◆ **提供テキスト**:
花輪理事長の独り言
秩父メディカルフィットネス
現在、秩父神社に隣接する、旧秩父病院の「健康管理ビル」がリニューアル中で、
「秩父メディカルフィットネス」という健康増進施設に生まれ変わります。
11月末に完成し、来年(令和3年)2月より開業とのことです。
私は、現在まで半世紀近く秩父の医療に関わり続けてきました。この間、多くの患者さんを診察させていただき、同時に数えきれない程の手術も執刀させて頂きました。
その中で、何時も私の心の中で、気になっていたこと、残念に思っていたことがあります。
それは、当地域には『進行がんや末期がん』の患者さんが多い、ということです。手術で治せない方がいかに多いことか、外科医として、医師として、痛恨の極みであります。
当院は、34年前の昭和61年に、人間ドックを開始、翌年に「健康管理ビル」を増設し、「早期発見・早期治療」を目指し、検診内容の充実を図って来ました。これらは、病院移転後も変わらず続け、一病院として出来ることは精一杯行ってまいりました。

◆ **提示記録**:
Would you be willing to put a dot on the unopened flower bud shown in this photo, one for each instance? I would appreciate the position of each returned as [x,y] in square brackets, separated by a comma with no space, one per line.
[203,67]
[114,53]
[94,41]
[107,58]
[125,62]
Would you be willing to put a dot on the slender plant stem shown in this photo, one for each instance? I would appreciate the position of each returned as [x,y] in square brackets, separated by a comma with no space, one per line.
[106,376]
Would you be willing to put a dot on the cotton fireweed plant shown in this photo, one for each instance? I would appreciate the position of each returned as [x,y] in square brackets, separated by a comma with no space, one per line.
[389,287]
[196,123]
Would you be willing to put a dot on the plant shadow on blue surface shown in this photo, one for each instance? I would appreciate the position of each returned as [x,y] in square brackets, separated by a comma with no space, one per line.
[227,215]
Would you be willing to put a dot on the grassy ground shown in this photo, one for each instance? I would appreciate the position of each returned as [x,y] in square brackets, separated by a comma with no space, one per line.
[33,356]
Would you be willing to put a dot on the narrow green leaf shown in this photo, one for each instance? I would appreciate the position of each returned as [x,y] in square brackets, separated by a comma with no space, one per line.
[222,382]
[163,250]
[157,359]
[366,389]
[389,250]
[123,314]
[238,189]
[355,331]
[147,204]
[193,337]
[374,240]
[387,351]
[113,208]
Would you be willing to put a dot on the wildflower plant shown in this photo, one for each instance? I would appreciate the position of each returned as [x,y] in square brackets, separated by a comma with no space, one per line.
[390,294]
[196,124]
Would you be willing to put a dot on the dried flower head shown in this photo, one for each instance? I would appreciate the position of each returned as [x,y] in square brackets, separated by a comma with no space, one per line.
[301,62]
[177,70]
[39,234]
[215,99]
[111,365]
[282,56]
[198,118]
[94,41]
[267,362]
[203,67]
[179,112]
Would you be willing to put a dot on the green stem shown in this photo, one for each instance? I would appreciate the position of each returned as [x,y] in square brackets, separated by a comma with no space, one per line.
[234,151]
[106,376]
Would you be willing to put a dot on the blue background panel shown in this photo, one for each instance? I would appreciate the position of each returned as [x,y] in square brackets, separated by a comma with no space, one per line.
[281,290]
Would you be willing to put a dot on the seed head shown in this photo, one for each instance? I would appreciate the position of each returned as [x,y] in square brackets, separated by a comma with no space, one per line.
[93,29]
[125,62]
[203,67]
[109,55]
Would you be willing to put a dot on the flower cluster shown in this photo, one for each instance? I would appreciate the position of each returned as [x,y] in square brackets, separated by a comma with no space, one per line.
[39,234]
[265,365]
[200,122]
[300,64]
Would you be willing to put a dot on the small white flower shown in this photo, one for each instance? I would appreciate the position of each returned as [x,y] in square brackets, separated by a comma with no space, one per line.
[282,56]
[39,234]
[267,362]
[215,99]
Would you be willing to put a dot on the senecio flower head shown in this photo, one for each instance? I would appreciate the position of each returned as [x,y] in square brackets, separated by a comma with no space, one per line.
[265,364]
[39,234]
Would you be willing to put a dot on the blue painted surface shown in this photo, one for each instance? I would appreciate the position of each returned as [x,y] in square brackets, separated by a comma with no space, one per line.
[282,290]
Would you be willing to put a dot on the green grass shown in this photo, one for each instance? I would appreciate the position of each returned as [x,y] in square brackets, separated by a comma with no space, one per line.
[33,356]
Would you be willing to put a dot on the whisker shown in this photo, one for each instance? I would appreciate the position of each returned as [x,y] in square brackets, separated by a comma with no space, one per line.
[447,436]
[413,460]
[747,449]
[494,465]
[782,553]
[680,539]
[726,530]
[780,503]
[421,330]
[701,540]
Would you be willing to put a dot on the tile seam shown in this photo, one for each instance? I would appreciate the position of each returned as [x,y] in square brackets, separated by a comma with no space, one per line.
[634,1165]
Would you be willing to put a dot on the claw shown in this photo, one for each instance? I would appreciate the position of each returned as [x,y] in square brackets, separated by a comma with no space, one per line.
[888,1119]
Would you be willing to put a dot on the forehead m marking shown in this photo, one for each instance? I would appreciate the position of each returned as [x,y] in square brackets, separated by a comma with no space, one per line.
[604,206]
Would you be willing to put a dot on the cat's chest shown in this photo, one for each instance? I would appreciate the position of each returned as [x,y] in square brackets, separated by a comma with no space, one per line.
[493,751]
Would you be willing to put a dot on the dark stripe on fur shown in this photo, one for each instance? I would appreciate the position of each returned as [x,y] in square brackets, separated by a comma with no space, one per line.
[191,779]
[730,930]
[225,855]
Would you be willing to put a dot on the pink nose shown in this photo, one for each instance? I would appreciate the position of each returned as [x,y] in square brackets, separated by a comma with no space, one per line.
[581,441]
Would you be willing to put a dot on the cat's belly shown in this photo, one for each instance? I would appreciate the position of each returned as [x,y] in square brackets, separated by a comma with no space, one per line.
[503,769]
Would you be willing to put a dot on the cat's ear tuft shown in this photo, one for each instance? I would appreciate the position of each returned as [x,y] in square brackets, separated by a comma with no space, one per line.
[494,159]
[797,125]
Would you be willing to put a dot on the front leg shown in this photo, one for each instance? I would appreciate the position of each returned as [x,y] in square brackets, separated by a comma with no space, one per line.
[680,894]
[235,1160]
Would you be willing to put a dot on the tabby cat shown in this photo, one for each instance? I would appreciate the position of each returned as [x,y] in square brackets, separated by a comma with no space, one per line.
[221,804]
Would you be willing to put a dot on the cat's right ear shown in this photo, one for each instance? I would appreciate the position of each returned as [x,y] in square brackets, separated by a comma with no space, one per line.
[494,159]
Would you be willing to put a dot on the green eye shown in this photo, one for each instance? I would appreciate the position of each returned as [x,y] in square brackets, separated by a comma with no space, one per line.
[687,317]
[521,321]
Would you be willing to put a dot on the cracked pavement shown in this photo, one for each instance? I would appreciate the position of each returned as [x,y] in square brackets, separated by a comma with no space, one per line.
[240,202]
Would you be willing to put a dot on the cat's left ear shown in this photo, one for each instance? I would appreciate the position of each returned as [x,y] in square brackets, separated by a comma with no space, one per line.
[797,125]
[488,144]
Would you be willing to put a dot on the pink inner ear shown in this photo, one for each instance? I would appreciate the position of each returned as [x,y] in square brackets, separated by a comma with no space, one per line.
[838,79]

◆ **作業指示 A**:
秩父メディカルフィットネスについての文章から、「それは、当地域には『進行がん」から「は精一杯行ってまいりました。」までを、最後の語句も含めて一字一句そのまま書き写しなさい。
◆ **作業指示 B**:
秩父メディカルフィットネスについての文章にある「11月末に完成し、来年(令和3年)2月より開業とのことです。」という一文を英語に訳しなさい。
◆ **作業指示 C**:
秩父メディカルフィットネスについての文章を、最後の文の後から書き継ぎなさい。

◆ **解答欄 A**:
それは、当地域には『進行がんや末期がん』の患者さんが多い、ということです。手術で治せない方がいかに多いことか、外科医として、医師として、痛恨の極みであります。
当院は、34年前の昭和61年に、人間ドックを開始、翌年に「健康管理ビル」を増設し、「早期発見・早期治療」を目指し、検診内容の充実を図って来ました。これらは、病院移転後も変わらず続け、一病院として出来ることは精一杯行ってまいりました。

◆ **解答欄 B**:
It is to be completed at the end of November and is said to open in February next year (Reiwa 3).

◆ **解答欄 C**:
しかし、この「進行がんや末期がんが多い」という傾向は今でも変わっていません。秩父市ではがん検診の受診率は低く、がんを含む生活習慣病への啓蒙は未だ不十分であります。ましてや、医学的根拠を持った「予防の実践」は当地域ではほとんど行われていないと思われます。
今回、「秩父メディカルフィットネス」の開業に伴い、当院がこの施設と連携することによりこれが可能になります。具体的には「病院の医師・保健師・看護師・栄養士等」と「施設の健康運動指導士・トレーナー等の各専門指導者」が一体となって個人の健康増進を実践指導することができるようになるのです。
当院は130年近く、市の中心地で診療を続けてきましたが、10年前に移転しました。しばらくの間、地元の人たちの要望に応えるべく、旧病院の一部で、クリニックを開設していました。しかし、諸事情により閉院を余儀なくされ、その後病院建物本体は解体され、今は駐車場となっています。
かろうじて残った「健康管理ビル」も一時は解体を考えましたが、今回、別組織での運用が決まり、健康増進施設に変わります。これは私にとって大変感慨深いものでありますが、同時に念願であった、「検診から予防」への進化とも思え、「健康管理ビル」としての本来の目的を実践する絶好の機会と感じます。
疾病治療、検診に加え、私の長年の夢であった、「予防医療」が現実のものとなりそうです。